* Task to carry out *
Starting at the first line of the records below, transcribe each line exactly, ending with the line that contains "Label: shrub".

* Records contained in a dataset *
○ ○ ○ ○ ○

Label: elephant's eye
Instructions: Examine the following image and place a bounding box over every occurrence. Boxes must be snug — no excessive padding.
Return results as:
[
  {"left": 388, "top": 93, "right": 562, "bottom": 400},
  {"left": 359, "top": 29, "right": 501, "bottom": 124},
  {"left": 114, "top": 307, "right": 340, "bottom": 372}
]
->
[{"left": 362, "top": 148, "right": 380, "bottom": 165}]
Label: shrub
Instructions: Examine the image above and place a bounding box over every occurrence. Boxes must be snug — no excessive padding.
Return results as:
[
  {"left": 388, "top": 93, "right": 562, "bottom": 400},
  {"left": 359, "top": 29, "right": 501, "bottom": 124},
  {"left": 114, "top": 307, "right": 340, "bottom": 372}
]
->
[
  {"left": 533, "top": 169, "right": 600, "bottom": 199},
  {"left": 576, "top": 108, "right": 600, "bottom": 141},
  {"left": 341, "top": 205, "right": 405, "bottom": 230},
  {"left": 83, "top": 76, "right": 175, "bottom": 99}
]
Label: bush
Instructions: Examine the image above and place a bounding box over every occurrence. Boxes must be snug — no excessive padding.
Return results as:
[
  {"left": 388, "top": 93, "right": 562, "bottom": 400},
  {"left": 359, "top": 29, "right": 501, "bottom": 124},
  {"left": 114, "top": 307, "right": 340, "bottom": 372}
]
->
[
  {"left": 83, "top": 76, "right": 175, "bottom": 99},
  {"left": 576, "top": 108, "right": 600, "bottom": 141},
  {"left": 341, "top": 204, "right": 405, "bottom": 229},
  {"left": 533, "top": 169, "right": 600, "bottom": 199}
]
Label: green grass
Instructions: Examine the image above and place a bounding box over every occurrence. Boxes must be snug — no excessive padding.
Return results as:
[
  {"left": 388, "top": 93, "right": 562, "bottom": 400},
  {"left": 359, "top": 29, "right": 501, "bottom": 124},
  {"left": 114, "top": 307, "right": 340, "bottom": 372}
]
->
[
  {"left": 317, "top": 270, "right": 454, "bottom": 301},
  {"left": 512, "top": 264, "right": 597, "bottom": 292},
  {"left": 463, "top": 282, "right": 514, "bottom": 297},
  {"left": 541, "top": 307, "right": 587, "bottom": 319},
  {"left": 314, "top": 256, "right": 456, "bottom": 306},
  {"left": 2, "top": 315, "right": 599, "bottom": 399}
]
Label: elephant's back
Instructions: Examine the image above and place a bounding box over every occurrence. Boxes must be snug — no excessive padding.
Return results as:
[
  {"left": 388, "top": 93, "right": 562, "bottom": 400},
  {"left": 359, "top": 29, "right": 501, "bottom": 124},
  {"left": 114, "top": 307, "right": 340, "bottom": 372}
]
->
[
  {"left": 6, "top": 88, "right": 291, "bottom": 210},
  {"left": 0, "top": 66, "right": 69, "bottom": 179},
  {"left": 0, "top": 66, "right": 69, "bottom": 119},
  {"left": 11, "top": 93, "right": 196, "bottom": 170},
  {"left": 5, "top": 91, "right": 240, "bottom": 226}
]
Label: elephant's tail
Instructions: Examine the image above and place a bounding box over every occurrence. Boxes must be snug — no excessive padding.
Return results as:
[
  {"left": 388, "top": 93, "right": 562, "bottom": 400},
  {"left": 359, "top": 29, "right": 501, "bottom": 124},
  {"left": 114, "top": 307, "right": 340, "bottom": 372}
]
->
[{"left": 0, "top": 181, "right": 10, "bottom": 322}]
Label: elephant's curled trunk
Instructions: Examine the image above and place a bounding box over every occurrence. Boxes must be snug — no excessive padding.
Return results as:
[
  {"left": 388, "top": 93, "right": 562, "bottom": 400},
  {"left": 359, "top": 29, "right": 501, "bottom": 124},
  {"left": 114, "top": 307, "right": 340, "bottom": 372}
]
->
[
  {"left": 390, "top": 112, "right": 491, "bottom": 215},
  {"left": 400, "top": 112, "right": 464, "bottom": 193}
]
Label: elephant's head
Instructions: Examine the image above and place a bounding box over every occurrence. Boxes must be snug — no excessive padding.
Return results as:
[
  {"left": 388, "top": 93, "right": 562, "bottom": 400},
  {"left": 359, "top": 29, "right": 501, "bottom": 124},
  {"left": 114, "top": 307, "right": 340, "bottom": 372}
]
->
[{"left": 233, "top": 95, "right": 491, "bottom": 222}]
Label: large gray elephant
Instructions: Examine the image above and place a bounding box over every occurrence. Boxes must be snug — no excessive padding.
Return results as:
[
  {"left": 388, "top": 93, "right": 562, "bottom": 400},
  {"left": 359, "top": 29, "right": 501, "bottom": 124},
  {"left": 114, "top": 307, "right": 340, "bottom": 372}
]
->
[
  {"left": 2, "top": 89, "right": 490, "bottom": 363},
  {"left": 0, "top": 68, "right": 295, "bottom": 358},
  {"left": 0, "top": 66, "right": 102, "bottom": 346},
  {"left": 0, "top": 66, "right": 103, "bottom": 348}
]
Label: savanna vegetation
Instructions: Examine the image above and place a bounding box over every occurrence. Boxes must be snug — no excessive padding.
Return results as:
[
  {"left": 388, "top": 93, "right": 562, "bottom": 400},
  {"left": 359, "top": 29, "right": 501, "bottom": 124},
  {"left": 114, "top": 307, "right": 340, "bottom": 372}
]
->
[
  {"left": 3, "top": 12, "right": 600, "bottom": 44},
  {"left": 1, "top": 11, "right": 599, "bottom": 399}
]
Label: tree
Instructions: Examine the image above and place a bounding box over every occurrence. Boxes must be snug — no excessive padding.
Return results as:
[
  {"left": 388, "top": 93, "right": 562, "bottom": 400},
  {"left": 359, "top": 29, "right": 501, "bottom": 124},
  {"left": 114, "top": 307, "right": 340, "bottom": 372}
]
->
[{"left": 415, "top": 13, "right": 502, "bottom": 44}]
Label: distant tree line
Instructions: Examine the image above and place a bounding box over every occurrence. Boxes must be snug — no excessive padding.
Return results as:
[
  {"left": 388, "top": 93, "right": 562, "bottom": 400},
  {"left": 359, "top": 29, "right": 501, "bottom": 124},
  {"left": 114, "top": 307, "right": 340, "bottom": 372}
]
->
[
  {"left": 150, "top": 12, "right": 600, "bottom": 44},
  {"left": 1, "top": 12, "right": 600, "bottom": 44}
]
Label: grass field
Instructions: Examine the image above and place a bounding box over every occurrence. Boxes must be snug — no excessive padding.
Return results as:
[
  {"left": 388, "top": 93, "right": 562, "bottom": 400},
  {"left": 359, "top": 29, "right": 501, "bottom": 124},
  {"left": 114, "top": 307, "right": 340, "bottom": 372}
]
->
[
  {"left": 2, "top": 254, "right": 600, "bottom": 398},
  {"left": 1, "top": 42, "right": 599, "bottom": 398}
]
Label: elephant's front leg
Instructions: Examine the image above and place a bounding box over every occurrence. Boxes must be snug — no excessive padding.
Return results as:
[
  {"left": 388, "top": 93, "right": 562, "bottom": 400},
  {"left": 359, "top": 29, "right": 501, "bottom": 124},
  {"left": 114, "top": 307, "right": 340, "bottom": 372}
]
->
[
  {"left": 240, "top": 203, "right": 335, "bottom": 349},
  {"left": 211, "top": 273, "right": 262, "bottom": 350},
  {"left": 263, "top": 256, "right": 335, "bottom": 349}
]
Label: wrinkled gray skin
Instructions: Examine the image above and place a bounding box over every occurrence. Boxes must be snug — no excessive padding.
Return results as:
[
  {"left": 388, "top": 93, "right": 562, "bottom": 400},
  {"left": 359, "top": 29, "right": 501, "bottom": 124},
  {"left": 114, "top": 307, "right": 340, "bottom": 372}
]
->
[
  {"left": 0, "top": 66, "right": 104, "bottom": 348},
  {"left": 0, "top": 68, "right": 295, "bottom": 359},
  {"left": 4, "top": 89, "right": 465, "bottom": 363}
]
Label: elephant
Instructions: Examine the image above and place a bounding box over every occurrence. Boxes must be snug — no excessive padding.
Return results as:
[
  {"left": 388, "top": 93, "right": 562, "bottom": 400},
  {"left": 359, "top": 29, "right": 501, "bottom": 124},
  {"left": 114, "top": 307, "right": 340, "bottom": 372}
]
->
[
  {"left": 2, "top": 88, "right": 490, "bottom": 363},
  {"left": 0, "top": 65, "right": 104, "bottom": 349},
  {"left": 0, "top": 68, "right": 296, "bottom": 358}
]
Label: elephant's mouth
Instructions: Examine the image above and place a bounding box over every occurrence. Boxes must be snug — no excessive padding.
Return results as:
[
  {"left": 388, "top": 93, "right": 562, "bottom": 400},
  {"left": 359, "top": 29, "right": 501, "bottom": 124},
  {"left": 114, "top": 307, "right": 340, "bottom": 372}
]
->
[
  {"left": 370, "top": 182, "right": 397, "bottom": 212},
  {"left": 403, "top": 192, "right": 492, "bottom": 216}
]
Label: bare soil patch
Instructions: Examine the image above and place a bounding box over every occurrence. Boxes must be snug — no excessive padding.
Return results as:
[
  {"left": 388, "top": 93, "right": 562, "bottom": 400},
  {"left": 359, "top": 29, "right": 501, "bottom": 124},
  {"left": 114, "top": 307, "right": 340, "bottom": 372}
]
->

○ ○ ○ ○ ○

* Answer space *
Label: elephant's eye
Instructions: Examine the following image and place a bounding box over every occurrence. Boxes must be snug — no excessive padding.
Return results as:
[
  {"left": 388, "top": 93, "right": 562, "bottom": 400},
  {"left": 359, "top": 29, "right": 501, "bottom": 124},
  {"left": 114, "top": 307, "right": 340, "bottom": 372}
]
->
[{"left": 362, "top": 148, "right": 380, "bottom": 165}]
Label: shrub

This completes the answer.